» **Instructions for the task**:
Please copy, exactly as they appear below, the lines from the one containing "Target: white court line" through the one containing "[locate] light pole".

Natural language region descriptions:
^^^^

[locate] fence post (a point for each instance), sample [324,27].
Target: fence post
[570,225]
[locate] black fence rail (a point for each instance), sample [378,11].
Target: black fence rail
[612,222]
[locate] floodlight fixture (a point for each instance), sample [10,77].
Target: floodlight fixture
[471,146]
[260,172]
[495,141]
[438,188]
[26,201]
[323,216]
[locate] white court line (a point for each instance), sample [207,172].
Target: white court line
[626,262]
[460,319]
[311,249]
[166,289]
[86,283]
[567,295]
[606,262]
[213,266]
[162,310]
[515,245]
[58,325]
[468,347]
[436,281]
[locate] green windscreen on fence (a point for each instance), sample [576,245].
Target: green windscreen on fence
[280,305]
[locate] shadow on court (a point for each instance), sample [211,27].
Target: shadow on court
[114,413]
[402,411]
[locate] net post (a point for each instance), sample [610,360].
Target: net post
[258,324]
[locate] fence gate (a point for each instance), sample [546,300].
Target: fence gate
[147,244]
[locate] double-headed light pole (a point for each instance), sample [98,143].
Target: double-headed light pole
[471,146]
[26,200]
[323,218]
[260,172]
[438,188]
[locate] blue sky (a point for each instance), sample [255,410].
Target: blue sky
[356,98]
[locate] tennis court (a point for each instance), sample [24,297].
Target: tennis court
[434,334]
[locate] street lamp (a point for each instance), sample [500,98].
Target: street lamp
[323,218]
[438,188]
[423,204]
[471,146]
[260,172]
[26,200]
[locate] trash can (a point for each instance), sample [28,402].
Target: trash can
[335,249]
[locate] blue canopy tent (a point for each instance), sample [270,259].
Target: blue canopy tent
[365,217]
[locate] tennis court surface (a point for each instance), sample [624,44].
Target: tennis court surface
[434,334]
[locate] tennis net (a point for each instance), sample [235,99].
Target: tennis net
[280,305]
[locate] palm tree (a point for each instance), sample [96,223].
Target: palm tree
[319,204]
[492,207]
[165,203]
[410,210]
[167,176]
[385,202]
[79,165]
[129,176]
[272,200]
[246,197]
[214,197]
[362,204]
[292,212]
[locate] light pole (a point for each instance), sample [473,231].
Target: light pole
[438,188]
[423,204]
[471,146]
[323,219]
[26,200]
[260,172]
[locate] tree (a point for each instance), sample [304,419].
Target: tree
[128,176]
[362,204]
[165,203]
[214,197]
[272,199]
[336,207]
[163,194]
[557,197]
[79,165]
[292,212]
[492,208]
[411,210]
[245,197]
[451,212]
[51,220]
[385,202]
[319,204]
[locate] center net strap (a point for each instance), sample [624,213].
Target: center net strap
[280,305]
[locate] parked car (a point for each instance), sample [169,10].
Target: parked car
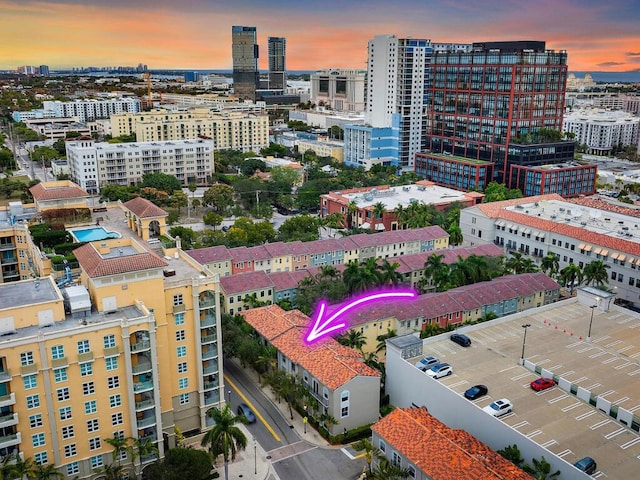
[542,384]
[426,363]
[440,370]
[460,339]
[244,410]
[499,407]
[476,392]
[587,465]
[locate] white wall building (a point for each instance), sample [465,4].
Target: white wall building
[93,165]
[602,130]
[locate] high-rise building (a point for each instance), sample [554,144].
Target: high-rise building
[244,50]
[277,49]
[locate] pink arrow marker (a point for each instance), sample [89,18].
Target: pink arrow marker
[322,327]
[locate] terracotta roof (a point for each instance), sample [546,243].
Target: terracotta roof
[143,208]
[245,282]
[94,265]
[331,363]
[210,254]
[56,191]
[452,454]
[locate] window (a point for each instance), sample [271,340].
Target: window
[65,413]
[111,363]
[33,401]
[73,468]
[37,440]
[109,341]
[88,388]
[26,358]
[30,381]
[90,407]
[86,369]
[62,394]
[93,425]
[60,374]
[57,352]
[117,419]
[83,346]
[70,450]
[35,421]
[97,461]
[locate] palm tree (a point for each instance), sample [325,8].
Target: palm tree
[596,272]
[225,438]
[378,211]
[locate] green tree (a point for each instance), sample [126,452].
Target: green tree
[224,438]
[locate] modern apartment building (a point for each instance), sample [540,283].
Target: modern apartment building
[95,164]
[229,130]
[341,90]
[129,349]
[277,51]
[577,231]
[244,51]
[602,130]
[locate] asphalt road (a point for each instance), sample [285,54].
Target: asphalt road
[293,458]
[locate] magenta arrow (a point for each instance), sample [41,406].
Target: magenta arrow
[322,327]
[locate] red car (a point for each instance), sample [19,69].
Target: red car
[542,384]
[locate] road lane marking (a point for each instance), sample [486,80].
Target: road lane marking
[253,409]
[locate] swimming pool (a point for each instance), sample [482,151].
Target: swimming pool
[92,234]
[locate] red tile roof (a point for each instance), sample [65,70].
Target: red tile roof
[143,208]
[331,363]
[56,191]
[452,454]
[95,265]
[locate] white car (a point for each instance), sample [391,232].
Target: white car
[426,363]
[499,407]
[440,370]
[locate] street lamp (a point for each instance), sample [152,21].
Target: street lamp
[524,341]
[592,307]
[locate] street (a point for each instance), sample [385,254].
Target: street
[292,457]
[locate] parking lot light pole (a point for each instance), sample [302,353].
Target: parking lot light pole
[524,341]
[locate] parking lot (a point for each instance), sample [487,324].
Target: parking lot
[608,366]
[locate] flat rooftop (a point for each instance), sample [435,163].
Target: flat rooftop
[608,366]
[613,224]
[27,292]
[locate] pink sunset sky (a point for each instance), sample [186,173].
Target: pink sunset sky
[598,36]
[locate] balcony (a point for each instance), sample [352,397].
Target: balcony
[7,400]
[141,346]
[9,420]
[10,440]
[145,404]
[139,387]
[141,367]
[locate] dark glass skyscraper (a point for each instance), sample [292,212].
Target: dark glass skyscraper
[244,49]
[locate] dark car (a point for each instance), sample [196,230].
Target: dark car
[542,384]
[476,391]
[587,465]
[244,410]
[461,340]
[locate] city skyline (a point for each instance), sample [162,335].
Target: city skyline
[196,34]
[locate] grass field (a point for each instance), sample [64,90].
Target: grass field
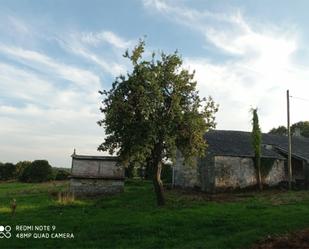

^^^^

» **Output below**:
Target: white court line
[626,262]
[460,319]
[311,249]
[166,289]
[86,283]
[567,295]
[606,262]
[213,266]
[162,310]
[515,245]
[58,325]
[468,347]
[436,281]
[locate] green windscreen on fence (a point for each instance), sample [576,245].
Target: green windscreen on fence
[280,305]
[locate] shadow on court (a point for each instance), sample [211,27].
Target: shadow on court
[114,413]
[402,411]
[locate] net post (a point for each instance), sample [610,360].
Target: net post
[258,324]
[locate] fence gate (a point for each instance), sample [546,300].
Target: fence gate
[147,244]
[locate] double-headed light pole (a point for each instance), sample [98,143].
Target: double-headed light pole
[471,146]
[26,200]
[323,218]
[260,172]
[438,188]
[locate] blue sky (a point for each instance), sample [255,410].
Target: blue sky
[356,98]
[locate] tennis court (a point for each instance), sample [24,297].
Target: tennis court
[434,334]
[locate] street lamp (a point for each instance), sample [500,98].
Target: street lamp
[323,218]
[438,188]
[423,204]
[471,146]
[260,172]
[26,200]
[locate] trash can (a point for each instance), sample [28,402].
Target: trash can
[335,249]
[locate] blue canopy tent (a point for each instance), sample [270,259].
Target: blue canopy tent
[365,217]
[locate] tennis court surface (a point for each instance), sample [624,44].
Target: tennis court surface
[434,334]
[locate] tennis net (a point for each instance), sample [235,99].
Target: tennis net
[280,305]
[locate] palm tree (a point for each instance), sample [96,223].
Target: palm tree
[319,204]
[492,207]
[165,203]
[410,210]
[167,176]
[385,202]
[79,165]
[129,176]
[272,200]
[246,197]
[214,197]
[362,204]
[292,212]
[locate] light pole (a point for each instance), sample [473,231].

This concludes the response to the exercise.